### WHAT THE TASK REQUIRES
Render every line of the material below as a Markdown table, omitting blank lines. Use a "Row" column for the line's sequence number and a "Line" column for the line itself.

### ENTRIES SHOWN
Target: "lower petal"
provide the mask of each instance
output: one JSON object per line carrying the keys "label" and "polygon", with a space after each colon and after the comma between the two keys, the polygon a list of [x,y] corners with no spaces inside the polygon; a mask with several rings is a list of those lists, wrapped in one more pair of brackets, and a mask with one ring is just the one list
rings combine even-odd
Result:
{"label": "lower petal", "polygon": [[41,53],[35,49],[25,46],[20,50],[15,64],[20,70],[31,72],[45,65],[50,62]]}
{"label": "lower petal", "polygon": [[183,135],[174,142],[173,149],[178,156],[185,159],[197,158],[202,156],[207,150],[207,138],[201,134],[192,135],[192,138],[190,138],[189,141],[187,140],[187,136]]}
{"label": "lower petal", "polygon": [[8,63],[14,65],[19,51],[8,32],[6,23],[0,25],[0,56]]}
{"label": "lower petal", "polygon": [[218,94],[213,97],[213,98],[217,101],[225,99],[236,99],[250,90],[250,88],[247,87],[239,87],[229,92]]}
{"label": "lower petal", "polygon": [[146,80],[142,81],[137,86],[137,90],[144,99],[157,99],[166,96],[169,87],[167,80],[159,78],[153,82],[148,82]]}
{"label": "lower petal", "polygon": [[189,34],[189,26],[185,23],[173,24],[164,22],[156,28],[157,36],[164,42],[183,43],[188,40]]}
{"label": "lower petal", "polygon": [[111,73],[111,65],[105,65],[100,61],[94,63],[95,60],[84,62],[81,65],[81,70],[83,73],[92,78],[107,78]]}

### FINISHED EXERCISE
| Row | Line |
|---|---|
| 1 | Target: "lower petal" |
| 2 | provide the mask of each instance |
| 3 | output: one JSON object per line carrying the keys "label" and "polygon", with a space after each colon and after the comma between the two keys, the polygon a list of [x,y] corners with no spaces inside the polygon; a mask with several rings is a list of those lists, wrapped in one more pair of brackets, and a mask with one ring is just the one list |
| 4 | rings combine even-odd |
| 5 | Result: |
| 6 | {"label": "lower petal", "polygon": [[41,53],[35,49],[25,46],[20,50],[15,64],[20,70],[31,72],[45,65],[50,62]]} |
| 7 | {"label": "lower petal", "polygon": [[183,135],[174,142],[173,149],[178,156],[185,159],[197,158],[202,156],[207,150],[207,138],[201,134],[192,135],[192,138],[190,138],[189,141],[187,140],[187,136]]} |
| 8 | {"label": "lower petal", "polygon": [[8,63],[14,65],[19,51],[8,32],[6,23],[0,25],[0,56]]} |
| 9 | {"label": "lower petal", "polygon": [[218,94],[213,97],[213,98],[217,101],[225,99],[236,99],[250,90],[250,88],[247,87],[239,87],[229,92]]} |
| 10 | {"label": "lower petal", "polygon": [[146,80],[142,81],[137,86],[137,90],[144,99],[157,99],[166,96],[169,87],[167,80],[159,78],[153,82],[148,82]]} |
| 11 | {"label": "lower petal", "polygon": [[189,34],[189,26],[185,23],[173,24],[164,22],[156,28],[157,36],[164,42],[183,43],[188,40]]} |
| 12 | {"label": "lower petal", "polygon": [[111,73],[111,65],[105,65],[100,61],[94,63],[95,60],[84,62],[81,65],[81,70],[83,73],[92,78],[107,78]]} |